--- Testo di partenza ---
_ _ _ _ _
Quando viene eletto il presidente della Repubblica, tutti i settori istituzionali, sociali, economici e professionali del paese si fanno qualche domanda e cercano qualche corrispondenza.
Il Presidente di cui parliamo non e’ quello del condominio, dell’associazione di categoria, del circolo culturale (per i quali si dice che un cospicuo numero di italiani sia presidente di qualcosa).
E’ il simbolo dell’unità della nazione, che riguarda anche chi diffida di quella unità. Insomma liberi di dimettersi dall’impegnativo ruolo di cittadino italiano, come fanno coloro che migrano per sempre, ma fin che ci resti questo dato simbolico fa scattare diffusamente quella domanda.
Provo a riflettere qui brevemente su un “mondo” segmentale che conosco un poco – quello del sistema della comunicazione, in particolare coinvolto negli affari pubblici e politici – per reagire alla notizia di “Mattarella presidente”.
Non si discute qui di ex-democristiani, ex-socialisti, ex-comunisti, ex-liberali. Anche se la rosa finale degli effettivi candidati ha naturalmente riaperto questa partita, già apertasi con le due elezioni di Giorgio Napolitano; e, a onore suo, tutte e due le volte elegantemente chiusa proprio da Napolitano, da un presidente in realtà capace di interpretare pragmaticamente il proprio tempo.
_ _ _ _ _
--- Voci elencate ---

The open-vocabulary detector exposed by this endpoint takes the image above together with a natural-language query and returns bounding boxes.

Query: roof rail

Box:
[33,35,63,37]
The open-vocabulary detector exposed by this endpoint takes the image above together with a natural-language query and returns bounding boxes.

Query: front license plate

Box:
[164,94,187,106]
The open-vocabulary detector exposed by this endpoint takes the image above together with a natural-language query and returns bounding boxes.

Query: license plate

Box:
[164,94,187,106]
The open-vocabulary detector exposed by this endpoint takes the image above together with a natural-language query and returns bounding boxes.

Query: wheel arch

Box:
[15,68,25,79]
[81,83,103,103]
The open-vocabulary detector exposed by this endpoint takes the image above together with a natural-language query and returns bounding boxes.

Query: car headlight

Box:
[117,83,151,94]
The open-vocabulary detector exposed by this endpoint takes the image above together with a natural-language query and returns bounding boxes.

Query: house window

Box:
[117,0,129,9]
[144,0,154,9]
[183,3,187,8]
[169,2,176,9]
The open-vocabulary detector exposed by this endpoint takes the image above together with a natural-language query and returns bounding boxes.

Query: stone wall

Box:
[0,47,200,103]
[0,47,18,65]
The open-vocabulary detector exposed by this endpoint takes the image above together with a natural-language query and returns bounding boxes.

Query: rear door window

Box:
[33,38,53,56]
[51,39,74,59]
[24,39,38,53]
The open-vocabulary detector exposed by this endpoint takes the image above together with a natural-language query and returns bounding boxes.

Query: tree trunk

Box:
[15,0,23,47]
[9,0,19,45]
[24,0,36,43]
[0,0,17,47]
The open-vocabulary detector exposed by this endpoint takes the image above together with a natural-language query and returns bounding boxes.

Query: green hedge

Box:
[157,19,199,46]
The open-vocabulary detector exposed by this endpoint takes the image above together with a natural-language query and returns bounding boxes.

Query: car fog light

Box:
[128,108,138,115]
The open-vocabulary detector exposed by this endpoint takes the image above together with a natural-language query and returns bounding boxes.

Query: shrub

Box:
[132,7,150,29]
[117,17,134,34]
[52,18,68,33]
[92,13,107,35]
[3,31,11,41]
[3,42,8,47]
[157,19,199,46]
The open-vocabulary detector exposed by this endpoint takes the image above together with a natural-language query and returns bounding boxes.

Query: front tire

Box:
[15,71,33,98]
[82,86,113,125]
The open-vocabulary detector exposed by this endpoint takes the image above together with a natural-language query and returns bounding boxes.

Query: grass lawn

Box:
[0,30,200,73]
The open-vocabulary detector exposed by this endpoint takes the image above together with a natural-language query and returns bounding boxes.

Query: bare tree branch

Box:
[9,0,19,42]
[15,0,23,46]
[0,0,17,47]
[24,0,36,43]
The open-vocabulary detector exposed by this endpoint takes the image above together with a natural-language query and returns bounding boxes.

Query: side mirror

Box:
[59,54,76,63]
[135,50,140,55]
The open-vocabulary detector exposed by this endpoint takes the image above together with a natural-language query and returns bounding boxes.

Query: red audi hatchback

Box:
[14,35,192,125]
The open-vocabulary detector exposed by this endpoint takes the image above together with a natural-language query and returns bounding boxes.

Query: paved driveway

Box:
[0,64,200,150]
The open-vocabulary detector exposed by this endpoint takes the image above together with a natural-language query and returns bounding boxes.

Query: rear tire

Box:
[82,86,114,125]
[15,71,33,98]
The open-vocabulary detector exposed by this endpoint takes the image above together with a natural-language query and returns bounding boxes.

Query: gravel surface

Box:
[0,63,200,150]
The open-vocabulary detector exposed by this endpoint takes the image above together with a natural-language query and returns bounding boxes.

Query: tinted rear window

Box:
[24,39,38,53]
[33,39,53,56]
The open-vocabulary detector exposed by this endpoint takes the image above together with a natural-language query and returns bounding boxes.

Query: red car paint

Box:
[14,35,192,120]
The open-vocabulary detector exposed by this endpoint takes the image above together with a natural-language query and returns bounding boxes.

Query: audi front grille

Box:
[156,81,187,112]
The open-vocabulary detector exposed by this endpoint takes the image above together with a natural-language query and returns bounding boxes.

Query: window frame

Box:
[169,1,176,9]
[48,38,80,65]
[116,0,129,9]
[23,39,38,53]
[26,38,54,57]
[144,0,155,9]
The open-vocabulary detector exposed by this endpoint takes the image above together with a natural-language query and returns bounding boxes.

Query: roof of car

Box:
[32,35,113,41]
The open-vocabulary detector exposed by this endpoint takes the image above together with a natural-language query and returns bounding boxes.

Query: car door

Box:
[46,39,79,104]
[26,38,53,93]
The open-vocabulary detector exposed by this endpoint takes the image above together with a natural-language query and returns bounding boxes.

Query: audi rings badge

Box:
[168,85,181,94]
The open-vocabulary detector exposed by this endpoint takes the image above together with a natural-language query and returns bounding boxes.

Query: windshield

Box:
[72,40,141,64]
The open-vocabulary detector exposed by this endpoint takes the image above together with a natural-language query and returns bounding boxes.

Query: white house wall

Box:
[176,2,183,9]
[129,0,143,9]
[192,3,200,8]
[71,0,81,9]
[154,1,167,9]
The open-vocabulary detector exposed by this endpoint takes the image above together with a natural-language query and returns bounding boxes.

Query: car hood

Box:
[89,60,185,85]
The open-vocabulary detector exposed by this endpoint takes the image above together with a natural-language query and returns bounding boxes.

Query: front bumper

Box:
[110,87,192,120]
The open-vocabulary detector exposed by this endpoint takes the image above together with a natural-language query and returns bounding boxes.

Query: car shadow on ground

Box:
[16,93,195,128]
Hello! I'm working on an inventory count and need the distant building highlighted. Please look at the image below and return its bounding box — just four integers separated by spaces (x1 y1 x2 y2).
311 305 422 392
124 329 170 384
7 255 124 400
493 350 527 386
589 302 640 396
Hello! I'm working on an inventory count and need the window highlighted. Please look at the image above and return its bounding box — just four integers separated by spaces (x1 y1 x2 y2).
_ _ _ _ _
--- Compiti da svolgere ---
A. Nel testo sull'elezione del presidente della Repubblica, di che cosa viene definito simbolo il Presidente?
B. Prosegui il testo sull'elezione del presidente della Repubblica a partire dall'ultima frase riportata.

--- Risposte ---
A. Il Presidente è il simbolo dell'unità della nazione.

B.
Si discute di tre cose:
– il messaggio comunicativo passato con questa elezione;
– la dimensione simbolica percepibile attorno a questo nome;
– il modello comunicativo che il presidente pare incarnare.
Primo tema, il messaggio.
Fare presto, anche se non subito. Eleggere un politico, ma non in trincea. Accettare il principio dell’appartenenza del ruolo del capo del Stato nel piatto della bilancia dei contro-poteri ( cioè ruolo di riequilibratore del sistema) e non tanto in quello dei poteri di governo in atto. Al tempo stesso premiare il ruolo di governo come costruttore della maggioranza, quindi tendendo a rendere marginali i soggetti a sinistra e a destra di quell’area di governo. Tutto ciò e’ stato pensato, e’ stato voluto, e’ stato percepito, e’ stato scritto. Non e’ giusto classificare come “democristiana” questa attitudine. Se avessero avuto i numeri la avrebbero perseguita anche tanti non democristiani. Renzi l’ha perseguita perché ha intelligenza politica. Vi ha aggiunto il principio di corrispondere a ogni costo al sentimento di attesa della gente. Qui indulgendo magari ad un rischioso populismo. Ma rischio inevitabile quando rispondi a quasi la metà dell’elettorato e diventi così portatore – tra verità e percezioni – anche di qualche ambiguità.
Secondo tema, la dimensione simbolica.
Desumiamola dallo stesso presidente Mattarella.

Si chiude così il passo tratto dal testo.